== The exercise ==
Below is a listing; copy all of it exactly.

== Data to process ==
◇ ◇ ◇ ◇ ◇
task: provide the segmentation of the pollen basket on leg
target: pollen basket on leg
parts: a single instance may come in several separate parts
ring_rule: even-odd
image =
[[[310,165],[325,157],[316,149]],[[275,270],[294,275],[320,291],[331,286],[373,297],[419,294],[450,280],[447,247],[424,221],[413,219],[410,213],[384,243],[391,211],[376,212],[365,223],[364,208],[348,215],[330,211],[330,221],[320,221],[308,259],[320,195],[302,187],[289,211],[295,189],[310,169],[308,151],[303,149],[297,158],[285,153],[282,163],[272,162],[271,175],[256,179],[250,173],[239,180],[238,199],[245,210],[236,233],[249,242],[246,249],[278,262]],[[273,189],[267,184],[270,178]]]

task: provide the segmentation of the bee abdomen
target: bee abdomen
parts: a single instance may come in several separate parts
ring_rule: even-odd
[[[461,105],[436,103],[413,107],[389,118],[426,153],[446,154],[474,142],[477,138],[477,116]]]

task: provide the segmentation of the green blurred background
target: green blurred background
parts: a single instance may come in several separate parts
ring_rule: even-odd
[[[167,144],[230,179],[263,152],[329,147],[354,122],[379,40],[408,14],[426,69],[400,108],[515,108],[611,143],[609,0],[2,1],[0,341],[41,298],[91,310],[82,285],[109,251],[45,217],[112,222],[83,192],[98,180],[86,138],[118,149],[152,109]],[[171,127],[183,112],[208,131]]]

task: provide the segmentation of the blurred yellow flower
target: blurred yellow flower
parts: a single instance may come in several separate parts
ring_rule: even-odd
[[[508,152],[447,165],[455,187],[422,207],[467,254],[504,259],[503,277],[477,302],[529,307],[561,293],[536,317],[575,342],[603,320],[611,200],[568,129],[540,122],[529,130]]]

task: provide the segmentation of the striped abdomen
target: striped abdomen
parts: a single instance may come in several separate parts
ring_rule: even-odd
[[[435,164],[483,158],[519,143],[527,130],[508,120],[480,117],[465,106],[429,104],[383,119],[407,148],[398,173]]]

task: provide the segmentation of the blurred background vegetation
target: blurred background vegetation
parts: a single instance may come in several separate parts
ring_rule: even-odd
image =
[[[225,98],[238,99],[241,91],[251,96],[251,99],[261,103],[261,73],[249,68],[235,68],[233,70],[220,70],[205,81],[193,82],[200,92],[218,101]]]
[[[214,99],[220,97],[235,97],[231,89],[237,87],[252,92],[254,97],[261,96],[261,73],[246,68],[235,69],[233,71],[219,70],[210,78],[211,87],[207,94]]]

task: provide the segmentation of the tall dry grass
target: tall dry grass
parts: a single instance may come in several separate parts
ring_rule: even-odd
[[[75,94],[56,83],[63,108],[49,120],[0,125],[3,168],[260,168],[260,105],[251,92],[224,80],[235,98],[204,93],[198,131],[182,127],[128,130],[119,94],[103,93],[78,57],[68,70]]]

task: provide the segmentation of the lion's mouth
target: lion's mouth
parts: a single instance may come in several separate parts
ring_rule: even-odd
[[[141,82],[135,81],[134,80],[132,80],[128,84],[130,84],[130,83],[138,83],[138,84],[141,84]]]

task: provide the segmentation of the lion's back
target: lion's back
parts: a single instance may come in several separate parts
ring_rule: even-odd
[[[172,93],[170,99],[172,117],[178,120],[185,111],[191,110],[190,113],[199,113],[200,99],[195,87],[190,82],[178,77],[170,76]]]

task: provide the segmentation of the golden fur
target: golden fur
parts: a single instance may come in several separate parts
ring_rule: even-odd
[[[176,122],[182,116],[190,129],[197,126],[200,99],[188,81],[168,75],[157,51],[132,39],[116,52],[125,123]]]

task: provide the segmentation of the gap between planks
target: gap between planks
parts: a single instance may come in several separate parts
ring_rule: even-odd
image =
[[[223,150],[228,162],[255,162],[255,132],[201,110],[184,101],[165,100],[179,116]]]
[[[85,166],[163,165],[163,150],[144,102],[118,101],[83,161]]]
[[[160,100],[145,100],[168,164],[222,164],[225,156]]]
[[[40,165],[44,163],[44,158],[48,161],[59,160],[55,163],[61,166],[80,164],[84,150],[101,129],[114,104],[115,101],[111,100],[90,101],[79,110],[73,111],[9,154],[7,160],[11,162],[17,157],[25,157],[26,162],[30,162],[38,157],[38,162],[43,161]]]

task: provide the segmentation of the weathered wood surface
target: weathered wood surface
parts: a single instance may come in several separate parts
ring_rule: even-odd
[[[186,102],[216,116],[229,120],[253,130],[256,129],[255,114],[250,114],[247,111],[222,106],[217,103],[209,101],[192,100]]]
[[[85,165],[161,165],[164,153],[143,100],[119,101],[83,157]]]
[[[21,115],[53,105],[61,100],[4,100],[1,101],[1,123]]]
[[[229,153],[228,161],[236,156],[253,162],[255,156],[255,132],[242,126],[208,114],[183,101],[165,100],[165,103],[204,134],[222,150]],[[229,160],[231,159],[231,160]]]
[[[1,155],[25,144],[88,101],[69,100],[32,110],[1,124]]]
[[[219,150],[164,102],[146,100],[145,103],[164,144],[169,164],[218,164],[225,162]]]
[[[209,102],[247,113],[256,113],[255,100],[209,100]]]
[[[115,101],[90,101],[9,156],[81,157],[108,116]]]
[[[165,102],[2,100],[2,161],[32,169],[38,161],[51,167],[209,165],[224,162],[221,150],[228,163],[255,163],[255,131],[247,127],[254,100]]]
◇ ◇ ◇ ◇ ◇
== The answer ==
task: provide the segmentation of the pollen basket on leg
target: pollen basket on leg
parts: a single instance may come in several separate parts
ring_rule: even-odd
image =
[[[310,165],[325,157],[316,149]],[[275,270],[294,275],[320,291],[331,286],[373,297],[419,294],[450,280],[447,247],[424,221],[413,219],[410,213],[384,243],[391,211],[376,212],[365,223],[364,208],[348,215],[330,211],[330,221],[320,221],[308,259],[320,195],[302,187],[289,211],[295,189],[310,169],[308,151],[303,149],[297,158],[285,153],[282,163],[272,162],[271,175],[256,179],[250,173],[239,180],[238,199],[245,210],[236,233],[249,242],[246,249],[278,262]],[[273,189],[267,184],[270,178]]]

task: provide the segmentation of the bee abdomen
target: bee abdomen
parts: a single instance may come in several separate parts
ring_rule: even-odd
[[[461,105],[436,103],[413,107],[389,118],[426,153],[446,154],[474,142],[477,138],[477,116]]]

task: provide the segmentation of the green blurred background
target: green blurred background
parts: a single instance may come in several separate parts
ring_rule: even-odd
[[[167,144],[230,179],[263,152],[329,147],[354,122],[379,40],[408,14],[426,69],[400,108],[515,108],[611,143],[609,0],[2,1],[0,341],[41,298],[91,310],[82,285],[109,251],[45,217],[112,222],[83,192],[98,180],[86,138],[118,149],[152,109]],[[171,127],[183,112],[208,131]]]

task: provide the segmentation of the blurred yellow flower
target: blurred yellow flower
parts: a single instance may come in several separate parts
ring_rule: even-odd
[[[508,152],[447,165],[455,187],[422,207],[467,254],[504,259],[503,277],[477,302],[529,307],[561,293],[536,317],[575,342],[603,320],[611,200],[568,129],[540,122],[529,130]]]

task: provide the segmentation of the striped abdomen
target: striped abdomen
parts: a single instance may come in several separate parts
ring_rule: even-odd
[[[435,164],[483,158],[519,143],[527,130],[508,120],[480,117],[465,106],[429,104],[383,119],[407,148],[398,173]]]

task: provide the segmentation of the blurred background vegetation
target: blurred background vegetation
parts: a single instance may come in several separate parts
ring_rule: even-odd
image =
[[[225,98],[238,99],[241,91],[251,96],[251,99],[261,103],[261,73],[249,68],[235,68],[233,70],[220,70],[205,81],[193,82],[200,92],[218,101]]]
[[[214,99],[220,97],[235,97],[231,89],[237,87],[252,92],[254,97],[261,96],[261,73],[246,68],[235,69],[233,71],[219,70],[210,78],[211,87],[207,94]]]

task: provide the segmentation of the tall dry grass
target: tall dry grass
parts: a single instance may come in several separate parts
ring_rule: even-odd
[[[75,94],[56,83],[63,108],[49,120],[0,125],[3,168],[260,168],[260,105],[251,92],[224,80],[235,98],[204,93],[198,131],[182,127],[128,130],[119,94],[103,93],[78,57],[68,70]]]

task: provide the segmentation of the lion's mouth
target: lion's mouth
parts: a single instance may come in several separate parts
ring_rule: even-odd
[[[141,82],[135,81],[134,80],[132,80],[128,84],[130,84],[130,83],[138,83],[138,84],[141,84]]]

task: provide the segmentation of the lion's back
target: lion's back
parts: a single instance may come in several separate parts
ring_rule: even-odd
[[[172,93],[170,99],[172,117],[178,120],[185,111],[191,110],[190,113],[199,113],[200,99],[195,87],[190,82],[178,77],[170,76]]]

task: provide the segmentation of the golden fur
target: golden fur
parts: a single instance may come in several separate parts
ring_rule: even-odd
[[[176,122],[182,116],[190,129],[197,126],[200,99],[188,81],[168,75],[157,51],[132,39],[116,52],[125,123]]]

task: provide the segmentation of the gap between planks
target: gap between planks
parts: a single instance may come in several separate parts
ring_rule: even-odd
image =
[[[223,150],[228,162],[255,162],[255,132],[201,110],[184,101],[165,100],[179,116]]]
[[[85,166],[163,165],[163,150],[144,102],[118,101],[83,161]]]
[[[160,100],[145,100],[168,164],[222,164],[225,156]]]
[[[40,165],[44,163],[44,158],[48,161],[59,160],[55,163],[61,166],[80,164],[84,150],[101,129],[114,104],[115,101],[111,100],[90,101],[79,110],[73,111],[9,154],[7,160],[11,162],[17,157],[25,157],[26,162],[30,162],[38,157],[38,162],[43,161]]]

task: provide the segmentation of the weathered wood surface
target: weathered wood surface
parts: a single instance may come in several separate parts
ring_rule: even-odd
[[[186,102],[216,116],[229,120],[253,130],[256,129],[255,114],[250,114],[247,111],[222,106],[217,103],[209,101],[192,100]]]
[[[85,165],[161,165],[164,153],[143,100],[119,101],[83,157]]]
[[[21,115],[53,105],[61,100],[4,100],[1,101],[1,123]]]
[[[229,153],[228,161],[236,156],[253,162],[255,156],[255,132],[242,126],[208,114],[183,101],[165,100],[165,103],[204,134],[222,150]],[[229,160],[231,159],[231,160]]]
[[[1,155],[25,144],[88,101],[69,100],[32,110],[1,124]]]
[[[219,150],[164,102],[146,100],[145,103],[164,144],[169,164],[218,164],[225,162]]]
[[[209,102],[247,113],[256,113],[255,100],[209,100]]]
[[[115,101],[90,101],[9,156],[81,157],[108,116]]]
[[[165,102],[2,100],[2,161],[32,169],[38,161],[51,167],[209,165],[224,162],[221,150],[228,163],[255,163],[255,131],[247,127],[254,100]]]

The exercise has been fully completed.